Work task ->
An exact copy of the listing is required.
#### Entries shown
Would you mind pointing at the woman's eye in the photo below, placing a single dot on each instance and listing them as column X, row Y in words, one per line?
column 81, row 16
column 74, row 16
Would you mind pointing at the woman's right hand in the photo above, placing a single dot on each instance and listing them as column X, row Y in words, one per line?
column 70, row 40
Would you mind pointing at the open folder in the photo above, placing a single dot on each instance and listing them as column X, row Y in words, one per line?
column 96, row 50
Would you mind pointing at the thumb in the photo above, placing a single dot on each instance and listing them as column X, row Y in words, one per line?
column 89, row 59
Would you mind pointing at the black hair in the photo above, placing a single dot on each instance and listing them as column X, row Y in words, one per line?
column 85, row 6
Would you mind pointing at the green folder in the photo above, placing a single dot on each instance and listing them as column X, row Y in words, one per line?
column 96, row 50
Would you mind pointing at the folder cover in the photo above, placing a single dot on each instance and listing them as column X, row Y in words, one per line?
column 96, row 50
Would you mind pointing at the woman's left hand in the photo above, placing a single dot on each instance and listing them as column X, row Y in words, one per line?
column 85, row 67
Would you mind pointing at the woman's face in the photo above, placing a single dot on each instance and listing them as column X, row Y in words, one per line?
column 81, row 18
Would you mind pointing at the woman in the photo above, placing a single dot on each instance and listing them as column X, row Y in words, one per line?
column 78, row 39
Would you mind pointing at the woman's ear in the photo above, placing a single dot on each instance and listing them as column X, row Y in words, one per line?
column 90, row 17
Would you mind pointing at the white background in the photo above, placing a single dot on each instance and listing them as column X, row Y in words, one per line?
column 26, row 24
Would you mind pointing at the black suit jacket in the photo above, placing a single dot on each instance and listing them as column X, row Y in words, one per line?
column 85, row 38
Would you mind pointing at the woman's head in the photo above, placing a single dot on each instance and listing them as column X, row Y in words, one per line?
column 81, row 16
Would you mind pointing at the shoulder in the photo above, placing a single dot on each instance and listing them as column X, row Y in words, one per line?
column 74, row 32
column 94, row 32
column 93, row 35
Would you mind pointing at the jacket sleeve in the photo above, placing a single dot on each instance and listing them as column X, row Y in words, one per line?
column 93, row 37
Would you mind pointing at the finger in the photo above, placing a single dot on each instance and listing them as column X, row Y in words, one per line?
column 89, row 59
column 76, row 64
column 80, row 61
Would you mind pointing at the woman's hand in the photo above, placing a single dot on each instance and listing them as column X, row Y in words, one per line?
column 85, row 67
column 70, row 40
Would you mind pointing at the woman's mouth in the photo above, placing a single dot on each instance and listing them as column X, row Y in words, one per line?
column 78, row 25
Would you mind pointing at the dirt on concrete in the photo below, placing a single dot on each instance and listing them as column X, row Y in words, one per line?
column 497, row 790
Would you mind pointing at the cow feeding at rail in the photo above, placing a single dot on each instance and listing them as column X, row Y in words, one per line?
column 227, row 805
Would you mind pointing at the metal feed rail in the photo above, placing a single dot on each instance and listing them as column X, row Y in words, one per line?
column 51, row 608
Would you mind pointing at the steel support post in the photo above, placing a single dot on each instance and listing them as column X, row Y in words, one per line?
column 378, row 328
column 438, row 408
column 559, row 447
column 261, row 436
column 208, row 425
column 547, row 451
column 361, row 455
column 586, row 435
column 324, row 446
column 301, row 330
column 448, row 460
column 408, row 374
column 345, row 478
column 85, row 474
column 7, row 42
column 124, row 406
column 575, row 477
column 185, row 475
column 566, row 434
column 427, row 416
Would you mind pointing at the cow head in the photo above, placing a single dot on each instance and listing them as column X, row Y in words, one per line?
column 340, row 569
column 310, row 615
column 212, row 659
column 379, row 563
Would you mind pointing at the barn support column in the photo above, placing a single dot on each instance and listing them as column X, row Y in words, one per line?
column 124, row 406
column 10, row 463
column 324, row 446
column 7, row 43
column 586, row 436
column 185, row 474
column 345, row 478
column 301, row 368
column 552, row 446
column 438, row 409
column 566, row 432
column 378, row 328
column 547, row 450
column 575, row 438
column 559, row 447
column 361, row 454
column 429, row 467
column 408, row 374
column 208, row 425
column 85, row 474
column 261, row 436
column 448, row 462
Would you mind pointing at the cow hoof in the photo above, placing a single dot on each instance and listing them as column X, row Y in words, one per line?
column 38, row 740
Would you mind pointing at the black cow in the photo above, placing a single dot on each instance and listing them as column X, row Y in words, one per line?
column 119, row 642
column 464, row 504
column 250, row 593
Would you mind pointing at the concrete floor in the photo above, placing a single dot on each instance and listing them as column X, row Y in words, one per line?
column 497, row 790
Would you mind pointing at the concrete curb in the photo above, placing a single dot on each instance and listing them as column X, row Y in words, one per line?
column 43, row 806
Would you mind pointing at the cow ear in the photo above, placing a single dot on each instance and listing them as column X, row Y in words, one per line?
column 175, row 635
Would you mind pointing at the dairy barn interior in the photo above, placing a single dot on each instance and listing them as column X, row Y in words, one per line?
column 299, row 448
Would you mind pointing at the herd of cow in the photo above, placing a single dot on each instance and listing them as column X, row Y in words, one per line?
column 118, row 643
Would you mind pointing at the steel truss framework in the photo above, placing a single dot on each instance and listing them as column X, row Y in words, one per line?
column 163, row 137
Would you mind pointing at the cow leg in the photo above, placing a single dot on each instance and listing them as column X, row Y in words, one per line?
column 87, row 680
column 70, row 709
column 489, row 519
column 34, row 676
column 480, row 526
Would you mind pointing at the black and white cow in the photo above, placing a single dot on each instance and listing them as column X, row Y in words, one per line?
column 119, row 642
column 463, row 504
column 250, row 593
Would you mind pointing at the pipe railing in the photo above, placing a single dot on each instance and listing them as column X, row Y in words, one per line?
########
Response to the exercise ->
Would you mind pointing at the woman's eye in the photo below, placing a single dot on each instance and listing them as column X, row Y in words, one per line?
column 81, row 16
column 74, row 16
Would you mind pointing at the woman's right hand in the photo above, placing a single dot on each instance and listing them as column X, row Y in words, one per line?
column 70, row 40
Would you mind pointing at the open folder in the photo above, placing a single dot on each instance and listing them as column X, row Y in words, one per line?
column 96, row 50
Would you mind pointing at the thumb in the photo above, placing a single dot on each instance and listing them as column X, row Y in words, one per line?
column 89, row 59
Would you mind pointing at the black hair in the photo above, placing a single dot on each instance and listing them as column X, row Y in words, one per line?
column 85, row 6
Would you mind pointing at the green folder in the photo above, placing a single dot on each instance and listing them as column X, row Y in words, one per line?
column 96, row 50
Would you mind pointing at the folder cover in the photo above, placing a single dot on each instance and listing them as column X, row Y in words, one per line?
column 96, row 50
Would you mind pointing at the woman's left hand in the photo above, placing a single dot on each instance and listing them as column X, row Y in words, one per line?
column 85, row 67
Would you mind pointing at the woman's face in the photo above, placing a single dot on each instance and listing them as column X, row Y in words, one per line?
column 81, row 18
Would you mind pointing at the woman in the photo above, placing a single dot on each instance and listing them as column X, row Y in words, one per line?
column 78, row 39
Would you mind pointing at the woman's ear in the photo above, placing a single dot on each instance and listing them as column X, row Y in words, one per line?
column 90, row 17
Would you mind pointing at the white background in the photo above, placing a single dot on each instance and listing them as column X, row Y in words, one per line?
column 26, row 24
Would you mind pointing at the black suit jacket in the photo above, placing a single dot on each instance and listing them as column X, row Y in words, one per line?
column 85, row 38
Would you mind pointing at the woman's head in the photo above, placing a single dot on each instance and listing them as column X, row Y in words, one per line?
column 81, row 16
Would you mind pointing at the shoulder in the photo above, placing a single dot on each instance and listing them as column X, row Y in words, one per line?
column 74, row 32
column 94, row 32
column 93, row 35
Would you mind pointing at the jacket sleeve in the photo above, placing a single dot on each instance and listing them as column X, row Y in words, one per line?
column 93, row 37
Would you mind pointing at the finger in the photo above, placing a single dot on each instance and listing them as column X, row Y in words, one per line?
column 89, row 59
column 76, row 64
column 80, row 61
Would you mind pointing at the woman's hand in the photo above, placing a single dot on each instance and listing them as column X, row Y in words, one per line?
column 85, row 67
column 70, row 40
Would you mind pointing at the woman's mouth in the photo above, placing a single dot on each instance and listing them as column X, row Y in words, one per line?
column 78, row 25
Would you mind pointing at the dirt on concrete in the photo below, placing a single dot on each instance and listing them as column X, row Y in words, one per line?
column 497, row 790
Would you mind pointing at the cow feeding at rail in the photo above, placing a single dot on each instance and listing them as column X, row Y in words, one per line?
column 227, row 805
Would you mind pointing at the metal feed rail in the photo above, placing a single dot on each instance and listing them as column X, row Y in words, one per line?
column 51, row 608
Would you mind pointing at the steel support post in the photo above, placing a single dot on each instance and listing them as column X, row Y in words, one per line?
column 378, row 328
column 438, row 408
column 559, row 447
column 261, row 436
column 208, row 425
column 547, row 451
column 361, row 455
column 586, row 435
column 324, row 446
column 301, row 330
column 448, row 460
column 408, row 374
column 345, row 478
column 85, row 474
column 7, row 42
column 124, row 406
column 575, row 477
column 185, row 475
column 566, row 434
column 427, row 416
Would you mind pointing at the cow head in the photo above, placing a single dot on each instance and listing them as column X, row Y in words, one per line?
column 340, row 569
column 310, row 615
column 212, row 659
column 379, row 563
Would you mind pointing at the barn support column in the photo above, placing a single dot on each instance and listing them as column X, row Y in words, one per line?
column 124, row 406
column 10, row 463
column 324, row 446
column 7, row 43
column 586, row 436
column 185, row 474
column 345, row 478
column 301, row 368
column 552, row 446
column 438, row 409
column 566, row 432
column 378, row 328
column 547, row 450
column 575, row 438
column 559, row 447
column 361, row 454
column 429, row 467
column 408, row 374
column 208, row 425
column 85, row 474
column 261, row 436
column 448, row 462
Would you mind pointing at the cow hoof in the photo above, placing a single dot on each instance and listing them as column X, row Y in words, one per line?
column 38, row 740
Would you mind pointing at the black cow in the photo above, placing a single dot on each instance and listing them as column X, row Y in words, one per line?
column 119, row 642
column 464, row 504
column 250, row 593
Would you mind pointing at the concrete floor in the photo above, placing a single dot on each instance and listing them as column X, row Y in words, one per line?
column 497, row 790
Would you mind pointing at the concrete curb in the photo above, placing a single dot on each instance and listing them as column X, row Y in words, one per line?
column 43, row 806
Would you mind pointing at the cow ear in the photo above, placing a single dot on each instance and listing them as column X, row Y in words, one per line?
column 175, row 635
Would you mind pointing at the dairy barn interior in the photo above, placing a single dot on each instance and listing them as column X, row Y in words, one per line?
column 299, row 448
Would you mind pointing at the herd of cow in the photo above, placing a single dot on each instance and listing them as column X, row Y in words, one per line?
column 118, row 643
Would you mind pointing at the steel truss framework in the photo above, placing a single dot on each instance and listing them as column X, row Y in words, one per line?
column 163, row 137
Would you mind pointing at the cow leg in the photo above, placing a single dot on each instance and listing them as column X, row Y in words, one per line?
column 87, row 680
column 70, row 709
column 489, row 519
column 34, row 676
column 480, row 526
Would you mind pointing at the black and white cow in the photo above, placing a single dot on each instance and listing them as column X, row Y in words, one per line?
column 119, row 642
column 463, row 504
column 250, row 593
Would you mind pointing at the pipe railing in the photo above, placing a single dot on each instance and listing them as column X, row Y in words, one per line?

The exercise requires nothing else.